Skip to content

Examples and Tutorials

ZigLlama ships twelve self-contained example programs in the examples/ directory. Each can be compiled and executed independently; together they form a progressive curriculum that mirrors the six architectural layers.


Example Programs

# File Layer Description Est. Time
1 simple_demo.zig All End-to-end summary of every layer; prints architecture stats. 2 min
2 educational_demo.zig All Progressive walkthrough from tensors to generation. 5 min
3 benchmark_demo.zig 2 Matrix-multiplication benchmarks: naive vs SIMD, varying sizes. 3 min
4 model_architectures_demo.zig 5 Instantiate and inspect LLaMA, Mistral, GPT-2, Falcon, etc. 3 min
5 gguf_demo.zig 1, 5 Parse a GGUF file header, list tensors, read metadata. 2 min
6 parity_demo.zig All Compare ZigLlama outputs against llama.cpp reference values. 5 min
7 multi_modal_demo.zig 5 Vision-language pipeline: image encoder + text decoder. 4 min
8 multi_modal_concepts_demo.zig 5 Conceptual overview of multi-modal fusion strategies. 3 min
9 threading_demo.zig 1 Thread-pool creation, parallel matmul, NUMA awareness. 3 min
10 chat_templates_demo.zig 5, 6 Apply LLaMA 2, ChatML, Mistral templates to a conversation. 2 min
11 perplexity_demo.zig Eval Configure evaluator, run benchmarks, compare quantisations. 4 min
12 main.zig All Master demo that invokes highlights from every other example. 5 min

Running an example

zig build run-example -- educational_demo
# or, directly:
zig run examples/educational_demo.zig

Tutorials

The tutorials below provide annotated, step-by-step walkthroughs that go deeper than the standalone examples.

- Exercise instructions
Copy the stretch of the ZigLlama examples page from "ZigLlama ships twelve" through "six architectural layers.".

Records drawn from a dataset
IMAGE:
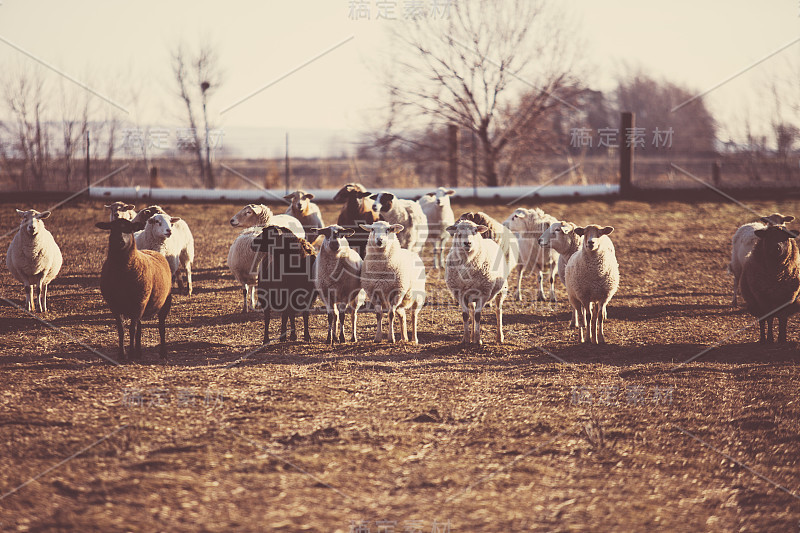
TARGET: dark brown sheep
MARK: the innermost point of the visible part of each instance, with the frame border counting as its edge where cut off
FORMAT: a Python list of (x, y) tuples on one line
[(135, 284), (286, 278), (770, 280), (354, 213)]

- Final answer
ZigLlama ships twelve self-contained example programs in the examples/ directory. Each can be compiled and executed independently; together they form a progressive curriculum that mirrors the six architectural layers.